Grand Rapids — Never before has catching alleged sexual predators been so much fun.
He frequently smiles as he poses as an underage girl online, sets up a tryst, records the meeting and posts it on the internet. He mugs for the camera, makes fun of the men’s appearances and, during the encounters, tells inside jokes to viewers.
“I do have to sort of admit I like being challenged,” he said in a March video. “I like the challenge of it.”
His efforts led to the arrests of seven men: Aaron Russell, Zachary Snoeyink, Jered Andrus, Dan Barnes, Jacob Cassiday, Brett Chaffin and Phillip Crawford.
The men, whose ages ranged from 19-58, were charged with accosting a minor for immoral purposes, which is punishable by up to four years in prison.
Russell, 19, was sentenced to one day in jail earlier this month and fined $1,200 after pleading guilty to attempted accosting. The other six cases are pending in Kent County Circuit Court.
But not everyone is pleased with Sweers’ amateur sleuthing.
In May, Snoeyink, 29, filed a lawsuit against Sweers, charging him with slander and invasion of privacy.
Snoeyink’s attorney said Sweers is the real predator, preying on lonely men by engaging in sexually explicit conversation before revealing “she” is under 16, the age of consent in Michigan.
“We have a private citizen who essentially is making criminals out of people who aren’t predisposed to do these cases,” said lawyer Andy Rodenhouse.
Police have asked Sweers to cease and desist, saying his work poses a danger to himself and bystanders.
Kent County Prosecutor William Forsyth sent him a letter last month, stating he wouldn’t use his material for any more arrests.
“I have seen enough in my time as a prosecutor to know that such encounters can be highly volatile,” wrote Forsyth.
Sweers, dubbed the Video Vigilante by the media, said in the recordings he has no intention of stopping. Told by police in March they wouldn’t make any more arrests, he still did another sting April 30.
He normally goes to the meetings alone but, this time, brought his brother, who was armed, according to the video.
After being confronted, the sting target, sitting in his car, drove off while making an obscene gesture at Sweers.
Sweers declined comment for this story, but his mother said she supports what he’s doing.
“I’m proud of my son. He’s trying to make a difference,” Carolyn Sweers told a reporter on the phone before hanging up.
In March, Sweers made a video to answer questions from people who had watched his stings on YouTube.
Standing in a cemetery during a snowfall, he read queries from a piece of paper as snowflakes mounted on his collar.

------------------------

**WRITTEN PROBLEM A**
In the article, what sentence did Aaron Russell receive after pleading guilty?
The article and the entries have no connection to each other.

------------------------

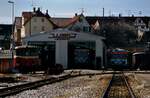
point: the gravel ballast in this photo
(79, 87)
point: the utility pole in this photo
(12, 39)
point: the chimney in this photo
(120, 14)
(46, 11)
(34, 9)
(38, 9)
(103, 12)
(76, 14)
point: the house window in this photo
(86, 29)
(34, 27)
(42, 19)
(35, 20)
(43, 28)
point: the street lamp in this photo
(12, 39)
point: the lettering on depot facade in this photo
(63, 36)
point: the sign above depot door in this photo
(62, 36)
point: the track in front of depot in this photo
(33, 85)
(119, 88)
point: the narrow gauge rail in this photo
(119, 88)
(32, 85)
(18, 88)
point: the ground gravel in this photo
(79, 87)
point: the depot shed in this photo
(71, 49)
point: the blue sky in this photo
(67, 8)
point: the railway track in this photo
(119, 88)
(32, 85)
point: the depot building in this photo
(71, 49)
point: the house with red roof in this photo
(32, 22)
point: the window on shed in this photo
(43, 28)
(42, 19)
(86, 29)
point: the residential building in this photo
(5, 35)
(32, 22)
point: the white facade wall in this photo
(36, 25)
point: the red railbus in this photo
(26, 58)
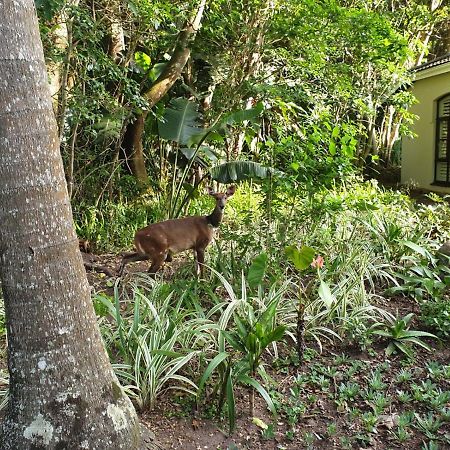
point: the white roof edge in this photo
(432, 71)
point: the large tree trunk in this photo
(63, 392)
(133, 145)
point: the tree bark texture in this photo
(63, 392)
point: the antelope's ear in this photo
(210, 190)
(231, 190)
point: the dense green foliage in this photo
(291, 101)
(328, 77)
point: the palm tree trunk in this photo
(63, 392)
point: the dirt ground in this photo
(178, 424)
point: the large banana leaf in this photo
(220, 128)
(180, 121)
(234, 171)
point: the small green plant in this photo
(435, 314)
(404, 376)
(401, 338)
(255, 328)
(429, 424)
(148, 336)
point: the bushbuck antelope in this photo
(159, 241)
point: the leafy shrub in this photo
(436, 316)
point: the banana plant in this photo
(181, 123)
(252, 336)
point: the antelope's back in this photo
(174, 235)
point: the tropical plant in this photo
(148, 335)
(401, 338)
(256, 328)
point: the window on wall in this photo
(442, 165)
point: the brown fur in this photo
(159, 241)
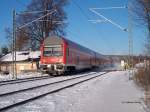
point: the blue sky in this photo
(102, 37)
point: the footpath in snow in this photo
(113, 92)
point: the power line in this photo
(22, 4)
(88, 18)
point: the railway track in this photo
(29, 94)
(23, 80)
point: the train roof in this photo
(56, 40)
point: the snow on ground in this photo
(21, 75)
(109, 93)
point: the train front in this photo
(53, 55)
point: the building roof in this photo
(21, 56)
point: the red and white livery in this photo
(59, 55)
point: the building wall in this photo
(21, 67)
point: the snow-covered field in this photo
(113, 92)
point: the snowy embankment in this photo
(109, 93)
(21, 76)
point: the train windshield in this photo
(53, 50)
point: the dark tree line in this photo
(32, 35)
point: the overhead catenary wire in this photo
(88, 18)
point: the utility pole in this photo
(130, 39)
(14, 47)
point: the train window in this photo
(52, 51)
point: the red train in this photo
(60, 55)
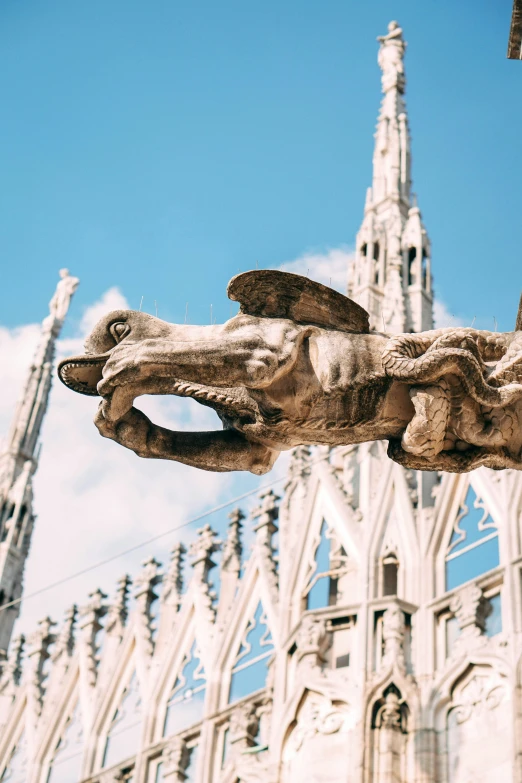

------------------------

**WRITTEN PROBLEM B**
List every line in the entries above that contains the word "gravel".

**EXERCISE RESPONSE A**
One day in jail and a $1,200 fine.

**EXERCISE RESPONSE B**
point: the gravel ballast in this photo
point: the ground gravel in this photo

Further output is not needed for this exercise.